# DESCRIPTION OF THE TASK:
Copy every one of the records below word for word, changing nothing.

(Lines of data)
**********

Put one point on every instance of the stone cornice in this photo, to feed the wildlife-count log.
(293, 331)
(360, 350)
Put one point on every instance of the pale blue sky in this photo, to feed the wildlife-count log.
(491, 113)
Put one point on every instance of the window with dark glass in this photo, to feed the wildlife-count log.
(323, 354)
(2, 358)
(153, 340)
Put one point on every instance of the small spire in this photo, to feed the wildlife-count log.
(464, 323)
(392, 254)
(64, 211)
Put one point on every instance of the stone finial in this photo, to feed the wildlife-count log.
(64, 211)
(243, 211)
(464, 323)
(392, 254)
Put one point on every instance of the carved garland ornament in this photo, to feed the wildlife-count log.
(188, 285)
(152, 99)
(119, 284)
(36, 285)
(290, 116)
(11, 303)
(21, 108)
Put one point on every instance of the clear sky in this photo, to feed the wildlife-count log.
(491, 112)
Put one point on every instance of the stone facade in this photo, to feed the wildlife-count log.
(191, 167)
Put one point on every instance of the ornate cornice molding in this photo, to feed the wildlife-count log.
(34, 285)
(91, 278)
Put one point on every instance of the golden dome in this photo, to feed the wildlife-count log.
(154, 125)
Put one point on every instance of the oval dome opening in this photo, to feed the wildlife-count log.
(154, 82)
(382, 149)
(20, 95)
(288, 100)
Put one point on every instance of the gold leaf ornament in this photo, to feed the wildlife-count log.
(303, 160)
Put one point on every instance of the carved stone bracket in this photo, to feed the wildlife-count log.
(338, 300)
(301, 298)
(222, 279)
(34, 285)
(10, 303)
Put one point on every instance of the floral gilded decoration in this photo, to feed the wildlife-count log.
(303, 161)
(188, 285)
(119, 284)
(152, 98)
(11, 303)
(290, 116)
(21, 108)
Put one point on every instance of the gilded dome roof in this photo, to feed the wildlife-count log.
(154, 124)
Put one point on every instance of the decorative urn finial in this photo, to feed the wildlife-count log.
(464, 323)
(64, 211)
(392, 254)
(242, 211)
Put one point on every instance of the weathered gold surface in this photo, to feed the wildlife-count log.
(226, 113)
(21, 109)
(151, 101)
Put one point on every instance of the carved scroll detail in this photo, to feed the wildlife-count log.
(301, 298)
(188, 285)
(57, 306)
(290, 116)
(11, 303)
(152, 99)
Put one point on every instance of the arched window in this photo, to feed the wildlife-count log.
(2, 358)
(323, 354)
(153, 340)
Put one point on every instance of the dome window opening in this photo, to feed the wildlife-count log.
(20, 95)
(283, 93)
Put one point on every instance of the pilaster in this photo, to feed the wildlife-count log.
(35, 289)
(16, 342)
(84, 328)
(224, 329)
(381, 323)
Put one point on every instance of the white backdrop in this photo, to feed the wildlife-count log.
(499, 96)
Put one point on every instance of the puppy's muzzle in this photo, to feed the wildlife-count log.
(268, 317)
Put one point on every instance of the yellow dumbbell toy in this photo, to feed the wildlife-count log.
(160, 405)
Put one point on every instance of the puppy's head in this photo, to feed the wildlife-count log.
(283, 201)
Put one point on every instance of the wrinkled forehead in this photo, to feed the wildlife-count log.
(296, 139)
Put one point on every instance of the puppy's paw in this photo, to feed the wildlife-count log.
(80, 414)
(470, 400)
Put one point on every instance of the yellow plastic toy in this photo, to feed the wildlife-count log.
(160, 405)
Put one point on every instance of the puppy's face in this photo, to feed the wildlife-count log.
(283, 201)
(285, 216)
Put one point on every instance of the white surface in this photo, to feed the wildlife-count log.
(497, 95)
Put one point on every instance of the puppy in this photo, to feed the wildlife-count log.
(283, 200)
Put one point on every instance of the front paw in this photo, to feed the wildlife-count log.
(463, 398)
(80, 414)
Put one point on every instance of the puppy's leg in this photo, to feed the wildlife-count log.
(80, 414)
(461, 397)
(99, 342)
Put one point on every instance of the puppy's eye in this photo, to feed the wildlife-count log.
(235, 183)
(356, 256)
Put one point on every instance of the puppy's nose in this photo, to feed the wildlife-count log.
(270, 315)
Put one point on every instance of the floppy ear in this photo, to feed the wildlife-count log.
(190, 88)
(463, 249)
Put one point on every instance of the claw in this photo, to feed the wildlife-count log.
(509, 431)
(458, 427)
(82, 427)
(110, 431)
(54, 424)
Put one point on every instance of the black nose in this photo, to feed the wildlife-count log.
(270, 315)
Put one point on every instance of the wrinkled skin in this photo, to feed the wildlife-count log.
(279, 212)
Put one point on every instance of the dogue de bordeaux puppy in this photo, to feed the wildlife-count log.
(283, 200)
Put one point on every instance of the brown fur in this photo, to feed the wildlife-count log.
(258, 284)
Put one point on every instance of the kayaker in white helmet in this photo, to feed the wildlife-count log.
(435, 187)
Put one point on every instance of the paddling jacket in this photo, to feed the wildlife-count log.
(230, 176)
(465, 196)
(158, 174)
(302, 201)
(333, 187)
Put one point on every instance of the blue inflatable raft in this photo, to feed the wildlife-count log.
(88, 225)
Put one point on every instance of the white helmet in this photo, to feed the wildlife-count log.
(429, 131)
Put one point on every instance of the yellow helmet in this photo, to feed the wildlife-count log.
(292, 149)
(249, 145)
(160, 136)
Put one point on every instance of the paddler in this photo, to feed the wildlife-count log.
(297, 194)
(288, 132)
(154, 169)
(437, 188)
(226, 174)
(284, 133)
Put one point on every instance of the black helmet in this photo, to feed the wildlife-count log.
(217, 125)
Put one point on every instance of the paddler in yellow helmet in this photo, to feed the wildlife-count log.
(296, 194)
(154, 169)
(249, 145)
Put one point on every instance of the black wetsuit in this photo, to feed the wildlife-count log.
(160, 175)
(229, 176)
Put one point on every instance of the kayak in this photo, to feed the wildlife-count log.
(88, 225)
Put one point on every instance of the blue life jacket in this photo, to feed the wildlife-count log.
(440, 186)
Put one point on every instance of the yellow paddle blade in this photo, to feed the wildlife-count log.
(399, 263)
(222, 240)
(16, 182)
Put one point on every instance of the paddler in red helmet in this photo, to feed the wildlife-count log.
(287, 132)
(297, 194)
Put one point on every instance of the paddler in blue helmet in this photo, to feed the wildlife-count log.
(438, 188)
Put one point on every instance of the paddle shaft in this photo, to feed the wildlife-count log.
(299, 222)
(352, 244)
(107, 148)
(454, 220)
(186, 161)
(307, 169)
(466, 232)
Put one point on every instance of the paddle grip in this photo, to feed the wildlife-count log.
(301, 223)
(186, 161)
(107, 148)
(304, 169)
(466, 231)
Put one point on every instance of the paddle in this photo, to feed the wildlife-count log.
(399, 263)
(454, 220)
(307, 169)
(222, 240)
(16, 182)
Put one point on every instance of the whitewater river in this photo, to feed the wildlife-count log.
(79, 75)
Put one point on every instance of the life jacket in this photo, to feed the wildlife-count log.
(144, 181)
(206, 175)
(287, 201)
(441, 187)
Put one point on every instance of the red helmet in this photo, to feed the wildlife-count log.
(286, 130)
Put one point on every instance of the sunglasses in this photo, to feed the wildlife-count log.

**********

# TASK RESPONSE:
Put one point on every instance of the stone cornice in this photo, to feed the wildlife-count log.
(293, 331)
(360, 350)
Put one point on every instance of the pale blue sky in this photo, to feed the wildlife-count log.
(491, 113)
Put one point on every instance of the window with dark glass in this photo, to feed the wildlife-count log.
(323, 354)
(2, 358)
(153, 340)
Put one point on every instance of the small spire in this photo, to feed the wildlife-count log.
(464, 323)
(392, 254)
(64, 211)
Put one point on every instance of the stone finial in this photo, to feed the wildlife-count log.
(64, 211)
(243, 211)
(464, 323)
(392, 254)
Put one point on every instance of the carved garland ornament in this photo, to feed the wildlife-count log.
(188, 285)
(152, 99)
(119, 284)
(36, 285)
(290, 116)
(11, 303)
(21, 108)
Put one point on every instance of the clear sky in this photo, to feed the wildlife-count log.
(491, 112)
Put one point on every instance of the stone facade in this photo, to feed the wildlife-count log.
(191, 167)
Put one point on every instance of the ornate cornice molding in this photo, to feed the wildlife-count log.
(34, 285)
(91, 278)
Put one point on every instance of the golden dome in this photo, to feed the wildlife-count log.
(154, 125)
Put one point on every instance of the oval dome opening in this photo, to feed the wildlife-count log.
(154, 82)
(382, 149)
(20, 95)
(288, 100)
Put one point on every instance of the gold leaf ornament in this photo, to feed the wildlife-count log.
(303, 160)
Put one point on every instance of the carved stone bracket in this photo, to feed the wildlife-count log.
(338, 300)
(301, 298)
(222, 279)
(34, 285)
(10, 303)
Put one point on every instance of the floral gilded decoration in this photo, to feed the wildlife-count log.
(303, 161)
(188, 285)
(119, 284)
(152, 98)
(11, 303)
(290, 116)
(21, 108)
Put one point on every instance of the gilded dome roof in this photo, to feed the wildlife-count log.
(154, 124)
Put one point on every instance of the decorative urn finial in this photo, to feed the wildlife-count log.
(464, 323)
(64, 211)
(392, 254)
(242, 211)
Put one point on every instance of the weathered gold surface in this photo, to feed the wildlife-count log.
(226, 113)
(21, 109)
(151, 101)
Put one point on every instance of the carved scroll detail in this photo, to feed the wildlife-count log.
(301, 298)
(188, 285)
(57, 306)
(290, 116)
(11, 303)
(152, 99)
Put one point on every instance of the arched window in this photo, to feed the wildlife-count log.
(2, 358)
(323, 354)
(153, 340)
Put one point on every instance of the dome window opening in this photo, to feed the wildlife-count log.
(20, 95)
(283, 93)
Put one point on every instance of the pilaster in this photo, to feed the wildlife-count log.
(35, 289)
(16, 342)
(84, 328)
(224, 329)
(381, 323)
Put one point on every instance of the white backdrop in this photo, to feed the wildlife-count log.
(499, 96)
Put one point on every instance of the puppy's muzzle in this photo, to feed the wildlife-count log.
(268, 317)
Put one point on every instance of the yellow dumbbell toy in this photo, to feed the wildlife-count log.
(160, 405)
Put one point on every instance of the puppy's head in this photo, to feed the wildlife-count log.
(283, 201)
Put one point on every instance of the wrinkled forehead in this photo, to feed the wildlife-count log.
(296, 139)
Put one point on every instance of the puppy's paw in this photo, to feed the wildlife-count log.
(80, 414)
(470, 400)
Put one point on every instance of the yellow plastic toy in this photo, to feed the wildlife-count log.
(160, 405)
Put one point on every instance of the puppy's face in this photo, to feed the wildlife-count log.
(283, 201)
(285, 216)
Put one point on every instance of the white surface in this photo, to feed the wildlife-count log.
(497, 95)
Put one point on every instance of the puppy in this photo, to feed the wildlife-count log.
(283, 200)
Put one point on every instance of the front paw in this photo, to feed the wildlife-count log.
(463, 398)
(80, 414)
Put one point on every instance of the puppy's leg in this photo, to feed the wildlife-count log.
(80, 414)
(461, 397)
(99, 342)
Put one point on every instance of the puppy's eye in this photo, to feed the wildlife-count log.
(235, 183)
(356, 256)
Put one point on every instance of the puppy's nose in this photo, to feed the wildlife-count log.
(270, 315)
Put one point on every instance of the floppy ear in this photo, to feed the wildlife-count log.
(190, 88)
(463, 249)
Put one point on every instance of the claw in this photo, to feed the wildlife-count log.
(509, 431)
(458, 427)
(82, 427)
(110, 431)
(54, 424)
Put one point on every instance of the black nose in this photo, to feed the wildlife-count log.
(270, 315)
Put one point on every instance of the wrinkled skin in this photo, to feed the wildlife-count log.
(279, 212)
Put one point on every instance of the dogue de bordeaux puppy in this photo, to feed the wildlife-count log.
(283, 200)
Put one point on every instance of the brown fur in this photo, to feed the wildlife-count log.
(258, 284)
Put one point on every instance of the kayaker in white helmet in this photo, to feed the wildlife-count log.
(435, 187)
Put one point on every instance of the paddling jacket in this photo, to feed the wildlife-count log.
(230, 176)
(465, 196)
(158, 174)
(302, 201)
(333, 187)
Put one point on every instance of the blue inflatable raft in this photo, to feed the wildlife-count log.
(88, 225)
Put one point on every instance of the white helmet in this photo, to feed the wildlife-count log.
(429, 131)
Put one point on every instance of the yellow helmet in this photo, to feed the wildlife-count log.
(292, 149)
(249, 145)
(160, 136)
Put one point on every instance of the paddler in this photo, to feed the wildlife-count log.
(297, 194)
(288, 132)
(154, 169)
(437, 188)
(226, 174)
(284, 133)
Put one point on every instance of the black helmet in this photo, to feed the wildlife-count log.
(217, 125)
Put one point on every instance of the paddler in yellow helmet in this photo, to feed the wildlife-count log.
(296, 194)
(154, 169)
(249, 145)
Put one point on every instance of the black wetsuit in this photo, to feed the wildlife-count log.
(160, 175)
(229, 176)
Put one point on every instance of the kayak in this photo, to feed the wildlife-count log.
(88, 225)
Put one point on every instance of the blue life jacket in this photo, to feed the wildlife-count log.
(440, 186)
Put one point on every instance of the yellow paddle blade in this photo, to feed the wildlife-count log.
(399, 263)
(222, 240)
(16, 182)
Put one point on every instance of the paddler in red helmet in this photo, to feed the wildlife-count log.
(287, 132)
(297, 194)
Put one point on every instance of the paddler in blue helmet in this photo, to feed the wildlife-count log.
(438, 188)
Put one point on every instance of the paddle shaft in this photo, to feed the wildlife-count log.
(299, 222)
(352, 244)
(107, 148)
(454, 220)
(186, 161)
(307, 169)
(466, 232)
Put one point on every instance of the paddle grip in this photo, to feed the wildlife-count log.
(301, 223)
(186, 161)
(107, 148)
(304, 169)
(466, 231)
Put one point on every instance of the paddle in this photo, to feed the wildlife-count log.
(399, 263)
(454, 220)
(307, 169)
(222, 240)
(16, 182)
Put one point on every instance of the whitewater river in this photo, to feed the wildlife-count log.
(79, 75)
Put one point on every instance of the life jacket in this photo, to feed the wildlife-count log.
(144, 181)
(206, 175)
(287, 201)
(441, 187)
Put one point on every instance of the red helmet in this photo, to feed the wildlife-count log.
(286, 130)
Put one point on every instance of the sunglasses in this photo, to feed the wildlife-count log.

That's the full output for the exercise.